> Stated exercise:
Using the entries below, quote exactly the span of lines that begins with the line containing "Task: locate the grazing" and ends with the final line.

[Object position labeling entries]
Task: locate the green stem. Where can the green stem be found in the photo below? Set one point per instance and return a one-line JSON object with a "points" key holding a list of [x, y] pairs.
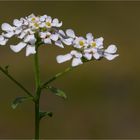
{"points": [[15, 81], [37, 94], [56, 76]]}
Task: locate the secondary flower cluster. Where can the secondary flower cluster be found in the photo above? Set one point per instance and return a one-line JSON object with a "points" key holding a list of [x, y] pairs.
{"points": [[34, 30]]}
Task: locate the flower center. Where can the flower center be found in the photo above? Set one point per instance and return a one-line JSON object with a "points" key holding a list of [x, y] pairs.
{"points": [[36, 24], [93, 44], [48, 24], [33, 19]]}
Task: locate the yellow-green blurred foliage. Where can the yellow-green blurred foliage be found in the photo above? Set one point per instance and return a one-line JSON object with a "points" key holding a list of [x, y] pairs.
{"points": [[103, 96]]}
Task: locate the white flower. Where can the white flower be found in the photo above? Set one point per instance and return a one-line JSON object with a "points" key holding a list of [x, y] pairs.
{"points": [[70, 33], [109, 53], [79, 42], [55, 23], [74, 55], [7, 27], [30, 49], [17, 48], [3, 41], [17, 22]]}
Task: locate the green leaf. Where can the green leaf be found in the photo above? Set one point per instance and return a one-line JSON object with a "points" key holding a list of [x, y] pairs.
{"points": [[19, 100], [44, 114], [57, 92]]}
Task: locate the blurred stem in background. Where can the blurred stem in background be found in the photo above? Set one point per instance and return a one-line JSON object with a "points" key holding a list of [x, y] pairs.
{"points": [[37, 93], [38, 88]]}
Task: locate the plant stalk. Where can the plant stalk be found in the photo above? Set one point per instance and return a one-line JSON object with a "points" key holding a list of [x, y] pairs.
{"points": [[37, 94]]}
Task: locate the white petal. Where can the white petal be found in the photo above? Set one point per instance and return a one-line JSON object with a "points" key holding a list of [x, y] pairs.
{"points": [[67, 41], [42, 18], [47, 41], [1, 38], [96, 55], [3, 41], [7, 27], [18, 31], [56, 23], [22, 35], [70, 33], [61, 32], [30, 49], [76, 62], [63, 58], [99, 41], [30, 39], [59, 44], [76, 54], [88, 56], [17, 22], [43, 34], [18, 47], [111, 49], [8, 34], [89, 36], [110, 56], [54, 37]]}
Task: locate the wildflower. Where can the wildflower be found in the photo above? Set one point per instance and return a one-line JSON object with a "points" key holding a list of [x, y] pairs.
{"points": [[74, 55]]}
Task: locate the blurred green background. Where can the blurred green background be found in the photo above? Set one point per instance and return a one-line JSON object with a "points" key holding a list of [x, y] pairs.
{"points": [[103, 96]]}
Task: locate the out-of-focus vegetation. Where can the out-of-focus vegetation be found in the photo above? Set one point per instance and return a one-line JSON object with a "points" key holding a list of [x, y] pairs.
{"points": [[103, 97]]}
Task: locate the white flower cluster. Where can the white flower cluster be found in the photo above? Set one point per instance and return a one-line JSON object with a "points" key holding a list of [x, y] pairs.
{"points": [[34, 30], [86, 49]]}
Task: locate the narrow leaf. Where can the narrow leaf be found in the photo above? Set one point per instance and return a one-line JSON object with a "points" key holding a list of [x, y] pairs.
{"points": [[44, 114], [19, 100], [57, 92]]}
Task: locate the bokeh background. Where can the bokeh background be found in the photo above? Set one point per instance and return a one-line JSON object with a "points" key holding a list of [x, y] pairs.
{"points": [[103, 96]]}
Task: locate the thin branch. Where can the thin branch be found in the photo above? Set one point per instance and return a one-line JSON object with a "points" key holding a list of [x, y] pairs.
{"points": [[15, 81], [56, 76]]}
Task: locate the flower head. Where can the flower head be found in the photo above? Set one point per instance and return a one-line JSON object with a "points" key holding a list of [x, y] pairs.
{"points": [[33, 30]]}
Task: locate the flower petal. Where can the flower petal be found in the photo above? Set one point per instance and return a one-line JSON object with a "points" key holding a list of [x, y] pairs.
{"points": [[42, 18], [61, 32], [7, 27], [3, 41], [22, 35], [47, 41], [70, 33], [54, 37], [88, 56], [18, 47], [89, 36], [17, 22], [30, 39], [76, 62], [96, 56], [111, 49], [110, 56], [59, 44], [63, 58], [67, 41], [30, 49], [8, 34], [76, 54], [99, 41]]}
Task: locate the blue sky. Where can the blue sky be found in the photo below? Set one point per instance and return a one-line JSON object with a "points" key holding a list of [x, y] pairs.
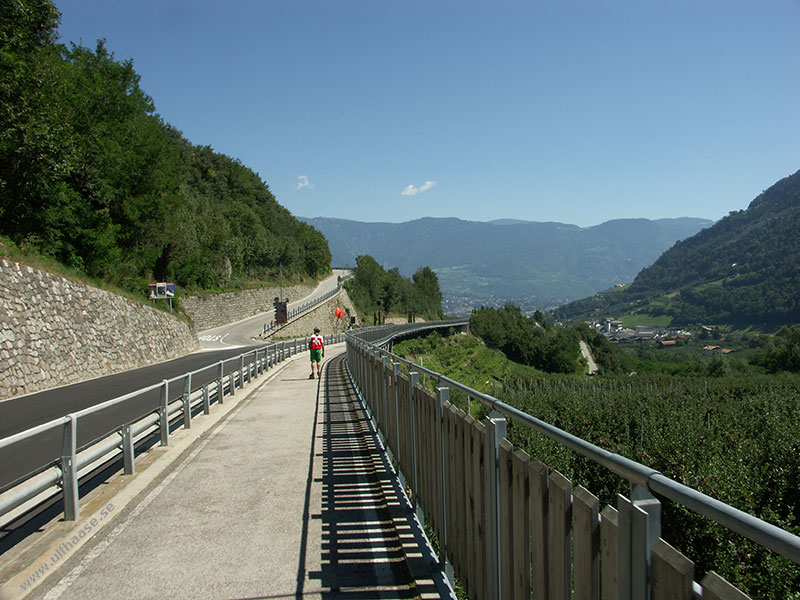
{"points": [[543, 110]]}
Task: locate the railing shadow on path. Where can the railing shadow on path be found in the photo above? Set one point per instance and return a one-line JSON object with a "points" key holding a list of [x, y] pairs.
{"points": [[364, 523]]}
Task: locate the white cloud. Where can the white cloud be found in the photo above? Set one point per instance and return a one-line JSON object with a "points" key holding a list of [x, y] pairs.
{"points": [[413, 191], [302, 181]]}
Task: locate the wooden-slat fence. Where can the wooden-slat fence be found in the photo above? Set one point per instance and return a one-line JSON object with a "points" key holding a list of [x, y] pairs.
{"points": [[507, 525]]}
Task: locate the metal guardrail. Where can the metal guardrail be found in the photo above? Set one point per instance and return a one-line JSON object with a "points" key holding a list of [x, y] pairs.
{"points": [[65, 472], [272, 327], [645, 481]]}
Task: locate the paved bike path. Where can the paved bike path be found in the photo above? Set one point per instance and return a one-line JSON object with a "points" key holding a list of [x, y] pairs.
{"points": [[286, 497]]}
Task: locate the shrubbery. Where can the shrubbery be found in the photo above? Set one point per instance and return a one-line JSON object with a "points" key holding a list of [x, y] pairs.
{"points": [[377, 292], [91, 176]]}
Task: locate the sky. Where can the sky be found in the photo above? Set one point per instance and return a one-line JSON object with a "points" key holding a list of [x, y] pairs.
{"points": [[543, 110]]}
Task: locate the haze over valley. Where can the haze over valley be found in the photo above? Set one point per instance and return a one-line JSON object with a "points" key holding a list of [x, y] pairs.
{"points": [[534, 265]]}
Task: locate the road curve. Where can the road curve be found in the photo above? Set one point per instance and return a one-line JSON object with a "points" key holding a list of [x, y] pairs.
{"points": [[24, 412], [241, 333]]}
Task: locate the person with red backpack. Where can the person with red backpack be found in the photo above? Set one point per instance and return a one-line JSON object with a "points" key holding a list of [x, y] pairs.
{"points": [[316, 346]]}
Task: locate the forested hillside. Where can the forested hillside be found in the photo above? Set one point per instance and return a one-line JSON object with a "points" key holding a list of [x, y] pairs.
{"points": [[92, 176], [744, 270], [377, 292]]}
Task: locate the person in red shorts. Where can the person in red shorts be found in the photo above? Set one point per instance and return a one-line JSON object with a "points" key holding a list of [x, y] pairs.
{"points": [[316, 346]]}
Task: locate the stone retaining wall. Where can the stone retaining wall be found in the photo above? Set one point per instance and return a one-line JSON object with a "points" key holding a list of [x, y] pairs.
{"points": [[322, 316], [54, 331], [208, 312]]}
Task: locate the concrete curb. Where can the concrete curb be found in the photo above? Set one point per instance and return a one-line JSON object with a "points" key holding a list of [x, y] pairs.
{"points": [[42, 557]]}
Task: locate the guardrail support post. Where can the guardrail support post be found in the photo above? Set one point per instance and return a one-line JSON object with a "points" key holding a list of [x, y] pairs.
{"points": [[395, 386], [443, 396], [127, 450], [384, 396], [495, 431], [414, 380], [645, 531], [163, 417], [220, 391], [187, 408], [69, 470]]}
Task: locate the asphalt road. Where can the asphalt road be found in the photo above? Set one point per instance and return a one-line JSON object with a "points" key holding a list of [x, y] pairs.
{"points": [[35, 454], [241, 333]]}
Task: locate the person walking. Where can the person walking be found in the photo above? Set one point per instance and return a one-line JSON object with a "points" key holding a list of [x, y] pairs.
{"points": [[316, 346]]}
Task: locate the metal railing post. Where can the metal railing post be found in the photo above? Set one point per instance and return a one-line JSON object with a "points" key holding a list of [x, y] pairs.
{"points": [[69, 470], [443, 397], [187, 408], [127, 450], [645, 531], [384, 395], [414, 380], [220, 390], [395, 385], [495, 431], [163, 417]]}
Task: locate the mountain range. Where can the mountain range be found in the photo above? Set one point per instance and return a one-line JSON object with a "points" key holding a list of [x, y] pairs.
{"points": [[536, 265], [743, 271]]}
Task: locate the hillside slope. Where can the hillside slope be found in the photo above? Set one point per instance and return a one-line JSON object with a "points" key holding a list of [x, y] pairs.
{"points": [[744, 270]]}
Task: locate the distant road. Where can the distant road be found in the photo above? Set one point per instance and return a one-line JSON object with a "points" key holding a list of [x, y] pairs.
{"points": [[241, 333], [24, 412]]}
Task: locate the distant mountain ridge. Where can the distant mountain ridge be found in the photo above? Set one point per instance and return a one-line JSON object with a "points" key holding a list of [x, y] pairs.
{"points": [[744, 270], [533, 264]]}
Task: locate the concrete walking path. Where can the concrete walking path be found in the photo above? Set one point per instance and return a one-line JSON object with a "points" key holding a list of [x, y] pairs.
{"points": [[286, 497]]}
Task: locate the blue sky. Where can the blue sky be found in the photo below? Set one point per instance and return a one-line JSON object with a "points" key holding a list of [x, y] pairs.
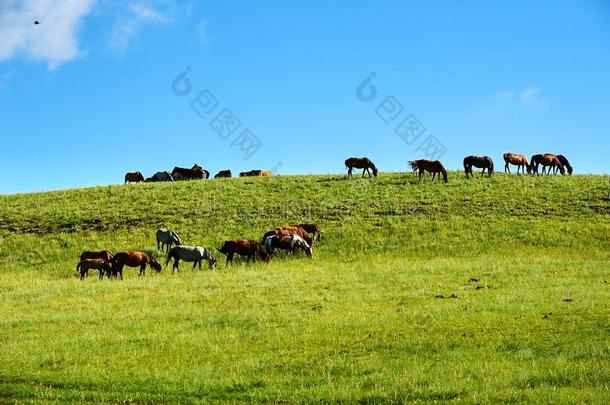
{"points": [[87, 95]]}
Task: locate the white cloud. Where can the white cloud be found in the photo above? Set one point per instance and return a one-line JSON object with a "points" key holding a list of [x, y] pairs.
{"points": [[137, 15], [202, 31], [53, 41], [529, 96]]}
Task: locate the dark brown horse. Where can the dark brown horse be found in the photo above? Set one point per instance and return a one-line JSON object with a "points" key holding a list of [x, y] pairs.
{"points": [[256, 173], [290, 230], [312, 229], [223, 174], [194, 173], [566, 163], [546, 160], [104, 255], [247, 248], [518, 160], [134, 259], [431, 166], [288, 243], [360, 163], [481, 162], [97, 264], [135, 177]]}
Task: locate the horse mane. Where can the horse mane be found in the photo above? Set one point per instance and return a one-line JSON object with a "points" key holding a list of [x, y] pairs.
{"points": [[442, 169]]}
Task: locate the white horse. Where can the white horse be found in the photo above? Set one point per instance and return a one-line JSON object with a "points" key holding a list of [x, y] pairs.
{"points": [[193, 254], [167, 238], [289, 243]]}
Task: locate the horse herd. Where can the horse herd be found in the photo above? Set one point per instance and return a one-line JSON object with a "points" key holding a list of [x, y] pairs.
{"points": [[548, 161], [291, 239], [194, 173]]}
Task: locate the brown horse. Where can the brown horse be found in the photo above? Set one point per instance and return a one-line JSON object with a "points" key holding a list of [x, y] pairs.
{"points": [[133, 259], [546, 160], [256, 173], [518, 160], [566, 163], [431, 166], [290, 230], [135, 177], [223, 174], [360, 163], [312, 229], [483, 162], [288, 243], [98, 264], [247, 248], [104, 255]]}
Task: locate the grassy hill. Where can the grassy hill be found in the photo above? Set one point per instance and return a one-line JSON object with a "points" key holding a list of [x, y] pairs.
{"points": [[387, 310]]}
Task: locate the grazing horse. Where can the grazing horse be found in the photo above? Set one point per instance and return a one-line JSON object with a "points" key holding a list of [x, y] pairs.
{"points": [[104, 255], [193, 254], [160, 177], [223, 174], [247, 248], [288, 231], [135, 177], [167, 238], [194, 173], [100, 265], [431, 166], [256, 173], [134, 259], [312, 229], [566, 163], [518, 160], [288, 243], [483, 162], [360, 163], [546, 160]]}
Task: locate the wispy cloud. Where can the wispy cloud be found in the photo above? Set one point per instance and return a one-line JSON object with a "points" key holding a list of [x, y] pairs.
{"points": [[135, 17], [202, 31], [54, 40], [529, 96]]}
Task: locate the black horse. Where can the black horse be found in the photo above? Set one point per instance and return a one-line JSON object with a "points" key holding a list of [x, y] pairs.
{"points": [[482, 162]]}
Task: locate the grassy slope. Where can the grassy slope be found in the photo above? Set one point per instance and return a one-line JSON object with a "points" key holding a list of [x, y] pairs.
{"points": [[358, 322]]}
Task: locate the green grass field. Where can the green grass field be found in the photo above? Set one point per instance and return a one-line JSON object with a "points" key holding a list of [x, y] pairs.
{"points": [[363, 321]]}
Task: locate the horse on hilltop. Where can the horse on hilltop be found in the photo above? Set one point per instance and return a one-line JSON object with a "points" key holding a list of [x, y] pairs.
{"points": [[431, 166], [546, 160], [134, 259], [517, 159], [134, 177], [481, 162], [195, 254], [361, 163]]}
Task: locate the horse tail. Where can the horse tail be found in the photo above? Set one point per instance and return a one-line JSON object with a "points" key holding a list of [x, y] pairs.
{"points": [[170, 254]]}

> Task answer:
Task: locate the grazing horse. Where can the grazing horse be found in the photo above? Set one point per instance and return a one-line JSON object with a "points" key holding a list of [x, y] pairs.
{"points": [[104, 255], [193, 254], [160, 177], [223, 174], [247, 248], [288, 231], [135, 177], [167, 238], [194, 173], [100, 265], [431, 166], [256, 173], [134, 259], [312, 229], [566, 163], [518, 160], [288, 243], [483, 162], [360, 163], [546, 160]]}
Task: locate the wispy cloud. Where can the wispy cloud be found in the photo above? Set one point per instance and return a one-line JSON object with a "points" key holding a list of [x, y] pairs.
{"points": [[135, 17], [202, 31], [54, 40], [529, 96]]}
Task: locate the black horse. Where can the black horse be found in the photo above? Set one point per instance and return a one-line JSON object with a "points" key holding a list of [x, y] pairs.
{"points": [[482, 162]]}
Task: locate the grassy slope. Where can the grassy slope be found in the photo above? Set one point per instance and return a one-line JSON object with a "points" key holding a list of [x, y] pairs.
{"points": [[358, 322]]}
Task: locate the green grass field. Where can the green grass field be found in the photo above? Set one point per instance and return a one-line JSON object with a "points" key holding a list of [x, y] pairs.
{"points": [[363, 321]]}
Task: locate the horse on hilltop. Where can the horse on hilltop be found in the photo above? Set one point per instance and return a one-line JSON object with a "points" key holding a list of [x, y] pairs.
{"points": [[431, 166], [546, 160], [134, 259], [517, 159], [134, 177], [481, 162], [195, 254], [361, 163]]}
Task: locate the horse tail. Where can the horse tail be found in the photo above? Set one point per instance and return a one-line JSON object with a "points" key holding a list of [x, y] pairs.
{"points": [[170, 254]]}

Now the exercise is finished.